◆ **Job**
Copy out the lines below exactly, starting at the line that contains "Find the wooden" and ending at the line that contains "Outlines of the wooden", with both of those lines included.
— Start The records —
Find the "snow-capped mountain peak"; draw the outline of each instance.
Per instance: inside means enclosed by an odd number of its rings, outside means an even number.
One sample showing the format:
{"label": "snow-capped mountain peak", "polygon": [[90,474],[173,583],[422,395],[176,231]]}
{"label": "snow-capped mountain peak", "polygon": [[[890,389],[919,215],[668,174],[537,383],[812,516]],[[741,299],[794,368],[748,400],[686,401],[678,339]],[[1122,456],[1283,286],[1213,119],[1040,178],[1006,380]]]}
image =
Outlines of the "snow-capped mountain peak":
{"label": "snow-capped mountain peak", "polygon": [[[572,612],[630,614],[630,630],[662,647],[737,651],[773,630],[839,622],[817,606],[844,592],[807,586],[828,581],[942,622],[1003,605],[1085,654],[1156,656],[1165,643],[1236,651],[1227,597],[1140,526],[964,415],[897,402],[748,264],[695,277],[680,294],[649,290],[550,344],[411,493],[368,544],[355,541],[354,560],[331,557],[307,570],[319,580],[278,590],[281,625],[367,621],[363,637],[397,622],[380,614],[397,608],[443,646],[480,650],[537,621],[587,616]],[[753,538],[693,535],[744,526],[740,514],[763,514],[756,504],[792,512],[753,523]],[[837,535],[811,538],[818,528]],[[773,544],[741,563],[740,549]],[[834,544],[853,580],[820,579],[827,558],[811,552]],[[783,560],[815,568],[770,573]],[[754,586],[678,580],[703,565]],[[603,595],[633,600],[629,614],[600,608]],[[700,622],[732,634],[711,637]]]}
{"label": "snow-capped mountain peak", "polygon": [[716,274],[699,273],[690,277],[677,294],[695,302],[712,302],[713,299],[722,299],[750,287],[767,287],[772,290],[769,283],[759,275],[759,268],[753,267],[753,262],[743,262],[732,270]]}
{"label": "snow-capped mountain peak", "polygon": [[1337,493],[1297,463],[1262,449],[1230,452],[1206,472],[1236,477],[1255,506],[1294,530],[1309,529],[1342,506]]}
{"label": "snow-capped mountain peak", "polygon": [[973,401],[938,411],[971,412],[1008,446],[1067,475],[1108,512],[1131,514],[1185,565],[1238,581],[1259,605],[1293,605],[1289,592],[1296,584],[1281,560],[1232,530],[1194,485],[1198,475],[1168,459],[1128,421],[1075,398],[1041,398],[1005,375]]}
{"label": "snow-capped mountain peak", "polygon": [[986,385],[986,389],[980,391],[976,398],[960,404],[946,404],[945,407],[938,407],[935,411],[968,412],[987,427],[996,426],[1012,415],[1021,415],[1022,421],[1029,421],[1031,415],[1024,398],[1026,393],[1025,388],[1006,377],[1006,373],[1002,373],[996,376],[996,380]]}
— End The records —
— Start The records —
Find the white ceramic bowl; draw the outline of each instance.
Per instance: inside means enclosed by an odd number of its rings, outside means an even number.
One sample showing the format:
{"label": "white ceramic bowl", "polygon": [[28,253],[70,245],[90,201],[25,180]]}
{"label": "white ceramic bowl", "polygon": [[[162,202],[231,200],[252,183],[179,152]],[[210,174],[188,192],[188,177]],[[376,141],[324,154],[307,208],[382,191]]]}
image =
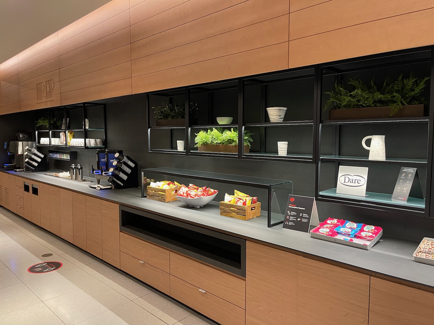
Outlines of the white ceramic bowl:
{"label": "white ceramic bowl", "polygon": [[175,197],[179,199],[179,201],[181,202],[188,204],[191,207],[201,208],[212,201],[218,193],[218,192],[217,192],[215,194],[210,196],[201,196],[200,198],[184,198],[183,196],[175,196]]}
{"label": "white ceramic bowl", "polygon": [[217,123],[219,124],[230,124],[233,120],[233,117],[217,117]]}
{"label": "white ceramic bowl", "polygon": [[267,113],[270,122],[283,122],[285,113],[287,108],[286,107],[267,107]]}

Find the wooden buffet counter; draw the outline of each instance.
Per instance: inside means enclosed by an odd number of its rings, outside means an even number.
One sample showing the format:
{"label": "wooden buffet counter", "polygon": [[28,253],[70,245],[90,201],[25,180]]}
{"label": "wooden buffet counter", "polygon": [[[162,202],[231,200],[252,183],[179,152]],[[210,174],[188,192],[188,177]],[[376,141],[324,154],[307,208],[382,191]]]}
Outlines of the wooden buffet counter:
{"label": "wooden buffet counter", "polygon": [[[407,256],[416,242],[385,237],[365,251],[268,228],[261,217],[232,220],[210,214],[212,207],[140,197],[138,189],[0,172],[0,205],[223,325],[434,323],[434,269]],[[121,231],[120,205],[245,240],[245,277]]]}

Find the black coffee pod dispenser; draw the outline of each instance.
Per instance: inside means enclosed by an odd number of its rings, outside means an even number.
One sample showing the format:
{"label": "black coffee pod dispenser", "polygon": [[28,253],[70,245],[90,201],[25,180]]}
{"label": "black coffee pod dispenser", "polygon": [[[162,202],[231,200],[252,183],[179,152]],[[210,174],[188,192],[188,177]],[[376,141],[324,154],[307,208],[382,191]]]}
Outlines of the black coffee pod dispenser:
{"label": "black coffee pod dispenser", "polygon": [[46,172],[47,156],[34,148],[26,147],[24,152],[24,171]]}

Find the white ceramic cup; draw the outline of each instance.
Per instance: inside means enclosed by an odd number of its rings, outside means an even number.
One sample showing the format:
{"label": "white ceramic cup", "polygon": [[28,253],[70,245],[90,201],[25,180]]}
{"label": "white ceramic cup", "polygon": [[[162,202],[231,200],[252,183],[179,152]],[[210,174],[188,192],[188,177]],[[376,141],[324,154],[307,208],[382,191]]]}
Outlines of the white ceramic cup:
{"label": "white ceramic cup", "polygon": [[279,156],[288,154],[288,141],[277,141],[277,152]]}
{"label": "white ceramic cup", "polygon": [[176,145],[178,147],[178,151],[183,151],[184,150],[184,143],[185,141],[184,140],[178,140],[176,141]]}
— End The records —
◆ **Finished exercise**
Find the wooden buffet counter; draw the outline of each instance.
Per instance: inside means enclosed by an odd number of its rings, outside means an even number.
One sample showing the format:
{"label": "wooden buffet counter", "polygon": [[28,253],[70,245],[90,201],[25,180]]}
{"label": "wooden buffet counter", "polygon": [[[162,202],[231,200],[252,183],[179,152]],[[210,174],[188,192],[188,177]],[[376,141],[324,154],[307,208],[382,191]]]}
Outlines of the wooden buffet counter:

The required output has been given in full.